- _WHAT IS ASKED_
Could you copy every one of the records below word for word, leaving the pictures out of your answer?
BEGIN EXTRACTED MATERIAL
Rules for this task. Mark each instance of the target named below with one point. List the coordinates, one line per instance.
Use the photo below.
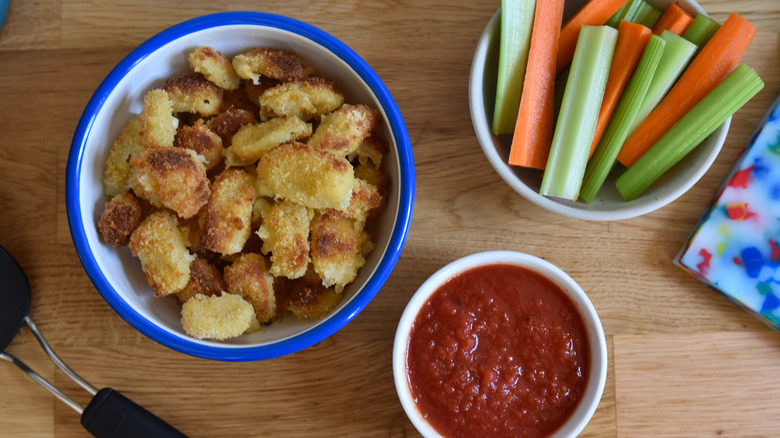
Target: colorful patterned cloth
(735, 247)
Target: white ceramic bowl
(597, 341)
(117, 274)
(608, 204)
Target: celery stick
(579, 112)
(677, 52)
(603, 159)
(723, 101)
(516, 23)
(647, 15)
(701, 30)
(560, 88)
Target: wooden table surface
(683, 361)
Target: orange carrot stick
(716, 60)
(534, 128)
(674, 19)
(595, 13)
(631, 43)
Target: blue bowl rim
(406, 188)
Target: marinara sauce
(498, 350)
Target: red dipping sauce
(498, 351)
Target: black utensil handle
(112, 415)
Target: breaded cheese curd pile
END EXTRACTED MATERIAL
- _RESULT OF THIS TASK_
Rules for this task. Mark each instance of the target named below with one point. List the coordinates, one line per instance.
Use the photo below.
Target: colorful patterned cloth
(735, 247)
Target: white ceramic bowl
(597, 341)
(117, 274)
(608, 204)
Target: celery stick
(579, 112)
(677, 52)
(603, 159)
(723, 101)
(516, 23)
(647, 15)
(701, 30)
(560, 88)
Target: wooden table surface
(683, 361)
Target: orange carrot stick
(716, 60)
(534, 128)
(674, 19)
(595, 13)
(631, 43)
Target: blue bowl rim
(406, 188)
Target: marinara sauce
(498, 350)
Target: red dipping sauce
(498, 351)
Target: black utensil handle
(112, 415)
Target: breaded cheese curd pile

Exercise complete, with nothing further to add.